>> Begin Material

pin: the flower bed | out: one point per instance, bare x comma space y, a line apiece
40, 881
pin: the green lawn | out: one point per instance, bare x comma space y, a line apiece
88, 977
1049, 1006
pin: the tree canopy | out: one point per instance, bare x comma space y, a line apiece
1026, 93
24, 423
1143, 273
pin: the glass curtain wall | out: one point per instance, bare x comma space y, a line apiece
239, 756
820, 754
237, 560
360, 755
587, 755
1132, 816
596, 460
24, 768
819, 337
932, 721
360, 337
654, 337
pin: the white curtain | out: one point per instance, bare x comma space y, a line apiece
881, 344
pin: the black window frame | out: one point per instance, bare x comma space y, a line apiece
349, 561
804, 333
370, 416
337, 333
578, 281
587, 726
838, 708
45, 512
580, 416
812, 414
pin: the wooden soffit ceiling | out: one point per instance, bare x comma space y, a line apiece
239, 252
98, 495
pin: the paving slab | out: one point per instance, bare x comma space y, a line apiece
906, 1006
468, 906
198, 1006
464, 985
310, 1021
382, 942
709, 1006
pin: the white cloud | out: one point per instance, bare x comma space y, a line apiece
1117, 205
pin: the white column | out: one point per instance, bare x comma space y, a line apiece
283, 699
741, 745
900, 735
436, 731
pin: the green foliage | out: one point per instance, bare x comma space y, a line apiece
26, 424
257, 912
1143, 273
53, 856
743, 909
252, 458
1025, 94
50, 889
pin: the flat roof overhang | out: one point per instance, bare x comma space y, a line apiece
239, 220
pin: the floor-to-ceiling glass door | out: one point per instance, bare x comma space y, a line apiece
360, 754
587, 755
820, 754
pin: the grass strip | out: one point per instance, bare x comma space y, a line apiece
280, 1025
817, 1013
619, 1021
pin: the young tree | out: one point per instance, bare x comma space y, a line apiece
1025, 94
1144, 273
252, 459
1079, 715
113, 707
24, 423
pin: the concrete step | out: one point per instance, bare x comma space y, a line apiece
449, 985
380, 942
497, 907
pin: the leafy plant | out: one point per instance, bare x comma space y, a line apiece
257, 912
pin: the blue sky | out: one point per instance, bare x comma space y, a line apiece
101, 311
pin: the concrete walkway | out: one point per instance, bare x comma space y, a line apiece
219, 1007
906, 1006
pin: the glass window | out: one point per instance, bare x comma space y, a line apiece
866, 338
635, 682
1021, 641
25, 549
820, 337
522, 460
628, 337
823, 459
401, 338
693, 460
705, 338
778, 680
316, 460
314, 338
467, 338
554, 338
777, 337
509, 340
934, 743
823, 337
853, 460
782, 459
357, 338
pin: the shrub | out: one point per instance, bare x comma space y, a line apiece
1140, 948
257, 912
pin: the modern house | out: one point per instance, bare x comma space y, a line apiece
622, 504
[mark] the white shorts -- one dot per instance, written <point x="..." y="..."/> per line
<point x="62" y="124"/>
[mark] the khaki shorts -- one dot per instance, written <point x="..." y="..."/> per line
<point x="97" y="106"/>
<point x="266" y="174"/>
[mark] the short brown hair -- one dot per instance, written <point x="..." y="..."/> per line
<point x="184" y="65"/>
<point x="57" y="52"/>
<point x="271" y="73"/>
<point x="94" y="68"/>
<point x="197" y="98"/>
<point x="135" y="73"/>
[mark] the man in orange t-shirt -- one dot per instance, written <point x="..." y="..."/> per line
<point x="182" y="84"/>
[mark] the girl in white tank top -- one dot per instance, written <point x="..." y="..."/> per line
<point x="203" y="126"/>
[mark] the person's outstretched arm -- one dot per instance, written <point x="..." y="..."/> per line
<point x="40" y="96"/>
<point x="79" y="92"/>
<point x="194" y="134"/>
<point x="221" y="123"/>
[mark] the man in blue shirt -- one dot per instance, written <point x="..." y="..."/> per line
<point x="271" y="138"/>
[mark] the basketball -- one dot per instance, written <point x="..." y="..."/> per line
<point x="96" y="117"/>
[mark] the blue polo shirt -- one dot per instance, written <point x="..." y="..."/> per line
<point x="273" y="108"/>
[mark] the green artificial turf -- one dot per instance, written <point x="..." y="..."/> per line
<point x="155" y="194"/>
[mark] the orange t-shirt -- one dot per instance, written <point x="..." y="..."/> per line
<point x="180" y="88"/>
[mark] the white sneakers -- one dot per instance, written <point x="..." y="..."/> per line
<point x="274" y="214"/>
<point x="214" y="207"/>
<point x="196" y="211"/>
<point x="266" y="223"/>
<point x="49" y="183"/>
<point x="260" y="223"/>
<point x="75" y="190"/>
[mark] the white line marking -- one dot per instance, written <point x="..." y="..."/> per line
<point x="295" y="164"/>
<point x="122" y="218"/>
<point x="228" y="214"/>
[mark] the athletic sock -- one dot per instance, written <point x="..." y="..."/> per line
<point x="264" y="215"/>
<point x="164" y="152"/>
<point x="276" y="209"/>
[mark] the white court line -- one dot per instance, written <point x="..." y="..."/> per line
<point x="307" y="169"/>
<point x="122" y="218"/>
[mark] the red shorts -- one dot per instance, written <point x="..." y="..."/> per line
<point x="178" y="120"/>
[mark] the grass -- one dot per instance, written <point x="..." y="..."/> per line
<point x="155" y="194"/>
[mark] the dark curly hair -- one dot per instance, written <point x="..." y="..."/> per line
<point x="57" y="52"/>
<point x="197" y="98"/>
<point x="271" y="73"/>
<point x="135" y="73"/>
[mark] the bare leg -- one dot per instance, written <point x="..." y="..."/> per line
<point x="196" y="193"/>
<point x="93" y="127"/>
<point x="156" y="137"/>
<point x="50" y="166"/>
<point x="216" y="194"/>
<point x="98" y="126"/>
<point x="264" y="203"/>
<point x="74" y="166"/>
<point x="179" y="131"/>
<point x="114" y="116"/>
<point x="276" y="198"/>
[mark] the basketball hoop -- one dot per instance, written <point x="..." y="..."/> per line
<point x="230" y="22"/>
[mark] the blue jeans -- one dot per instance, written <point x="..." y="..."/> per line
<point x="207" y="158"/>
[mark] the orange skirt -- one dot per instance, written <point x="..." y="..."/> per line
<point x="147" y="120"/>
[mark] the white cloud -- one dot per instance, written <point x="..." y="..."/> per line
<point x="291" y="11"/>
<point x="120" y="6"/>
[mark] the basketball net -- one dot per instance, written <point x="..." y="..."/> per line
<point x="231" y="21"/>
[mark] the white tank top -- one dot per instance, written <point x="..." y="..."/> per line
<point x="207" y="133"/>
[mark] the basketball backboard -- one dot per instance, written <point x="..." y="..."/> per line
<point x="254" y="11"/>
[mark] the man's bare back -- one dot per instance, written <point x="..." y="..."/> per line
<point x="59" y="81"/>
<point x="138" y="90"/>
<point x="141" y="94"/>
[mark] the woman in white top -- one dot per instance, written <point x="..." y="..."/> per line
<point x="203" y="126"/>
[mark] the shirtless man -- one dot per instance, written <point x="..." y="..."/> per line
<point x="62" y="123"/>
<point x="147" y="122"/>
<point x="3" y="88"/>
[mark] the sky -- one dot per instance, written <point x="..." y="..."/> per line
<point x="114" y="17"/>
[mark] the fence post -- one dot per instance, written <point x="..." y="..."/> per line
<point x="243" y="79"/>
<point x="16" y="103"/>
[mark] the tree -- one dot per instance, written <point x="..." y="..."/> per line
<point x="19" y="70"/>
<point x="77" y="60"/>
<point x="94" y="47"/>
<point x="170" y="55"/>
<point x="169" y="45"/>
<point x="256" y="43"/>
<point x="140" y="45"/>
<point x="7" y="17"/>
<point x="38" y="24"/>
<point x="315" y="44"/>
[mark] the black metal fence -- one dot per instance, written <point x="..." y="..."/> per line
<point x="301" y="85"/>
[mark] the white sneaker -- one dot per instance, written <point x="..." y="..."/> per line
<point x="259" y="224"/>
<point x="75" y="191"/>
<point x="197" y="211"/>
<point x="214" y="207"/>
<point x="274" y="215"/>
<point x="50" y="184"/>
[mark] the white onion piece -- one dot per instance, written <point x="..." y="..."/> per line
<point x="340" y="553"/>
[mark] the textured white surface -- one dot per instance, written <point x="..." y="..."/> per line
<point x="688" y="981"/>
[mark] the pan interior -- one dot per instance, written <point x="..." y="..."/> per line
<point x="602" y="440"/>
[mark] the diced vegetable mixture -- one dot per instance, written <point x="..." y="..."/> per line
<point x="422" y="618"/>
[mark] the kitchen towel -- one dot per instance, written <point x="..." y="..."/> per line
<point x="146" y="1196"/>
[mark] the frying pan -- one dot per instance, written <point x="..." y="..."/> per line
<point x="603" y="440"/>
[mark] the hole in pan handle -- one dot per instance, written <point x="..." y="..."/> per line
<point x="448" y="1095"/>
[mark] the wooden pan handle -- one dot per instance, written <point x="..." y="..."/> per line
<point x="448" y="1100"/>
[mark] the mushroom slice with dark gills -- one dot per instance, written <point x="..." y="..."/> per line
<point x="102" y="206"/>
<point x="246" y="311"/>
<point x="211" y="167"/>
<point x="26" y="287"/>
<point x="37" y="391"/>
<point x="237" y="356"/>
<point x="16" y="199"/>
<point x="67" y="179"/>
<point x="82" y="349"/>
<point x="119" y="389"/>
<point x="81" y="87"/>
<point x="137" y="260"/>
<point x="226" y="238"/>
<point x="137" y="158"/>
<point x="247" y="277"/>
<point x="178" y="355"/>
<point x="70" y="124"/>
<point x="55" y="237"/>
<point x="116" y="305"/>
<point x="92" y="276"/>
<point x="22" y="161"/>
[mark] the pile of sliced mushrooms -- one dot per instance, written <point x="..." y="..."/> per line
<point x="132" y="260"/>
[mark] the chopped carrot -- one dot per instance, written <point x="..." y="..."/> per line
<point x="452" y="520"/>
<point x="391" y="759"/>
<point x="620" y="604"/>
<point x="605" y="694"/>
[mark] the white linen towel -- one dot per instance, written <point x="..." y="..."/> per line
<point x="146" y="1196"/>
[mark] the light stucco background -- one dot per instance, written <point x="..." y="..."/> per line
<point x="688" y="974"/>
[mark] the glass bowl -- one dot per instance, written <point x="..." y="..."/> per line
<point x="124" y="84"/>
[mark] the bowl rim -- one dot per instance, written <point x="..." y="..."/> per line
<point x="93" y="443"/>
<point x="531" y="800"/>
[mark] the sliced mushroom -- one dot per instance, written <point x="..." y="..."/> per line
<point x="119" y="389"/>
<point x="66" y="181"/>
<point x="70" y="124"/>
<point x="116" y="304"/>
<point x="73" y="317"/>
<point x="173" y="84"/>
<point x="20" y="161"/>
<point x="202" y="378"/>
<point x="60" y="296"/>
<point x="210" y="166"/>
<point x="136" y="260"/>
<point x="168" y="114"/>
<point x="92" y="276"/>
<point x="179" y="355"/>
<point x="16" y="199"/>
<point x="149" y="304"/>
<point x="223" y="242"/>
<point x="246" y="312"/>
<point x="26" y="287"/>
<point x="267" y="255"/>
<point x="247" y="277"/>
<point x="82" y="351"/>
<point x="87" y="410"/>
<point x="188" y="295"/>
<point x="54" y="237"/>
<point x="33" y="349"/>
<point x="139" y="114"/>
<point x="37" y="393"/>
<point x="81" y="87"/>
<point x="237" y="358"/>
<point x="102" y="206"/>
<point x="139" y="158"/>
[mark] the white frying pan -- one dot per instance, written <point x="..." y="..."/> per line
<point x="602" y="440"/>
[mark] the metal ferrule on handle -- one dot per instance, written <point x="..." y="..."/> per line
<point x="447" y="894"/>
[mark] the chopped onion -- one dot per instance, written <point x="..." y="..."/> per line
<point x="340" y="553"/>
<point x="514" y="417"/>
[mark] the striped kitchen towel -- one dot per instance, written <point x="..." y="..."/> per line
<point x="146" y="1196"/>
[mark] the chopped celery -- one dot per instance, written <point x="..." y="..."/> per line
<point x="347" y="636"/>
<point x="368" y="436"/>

>> End Material

Put the lines of the records above into a JSON list of strings, one string per line and no blank lines, starting with the line containing "[mark] the striped" and going on through the last line of the records.

Expected answer:
[
  "[mark] the striped kitchen towel -- one dot per instance, written <point x=\"...\" y=\"...\"/> per line",
  "<point x=\"146\" y=\"1196\"/>",
  "[mark] the chopped celery -- one dot per instance, written <point x=\"...\" y=\"...\"/> per line",
  "<point x=\"347\" y=\"636\"/>",
  "<point x=\"368\" y=\"436\"/>"
]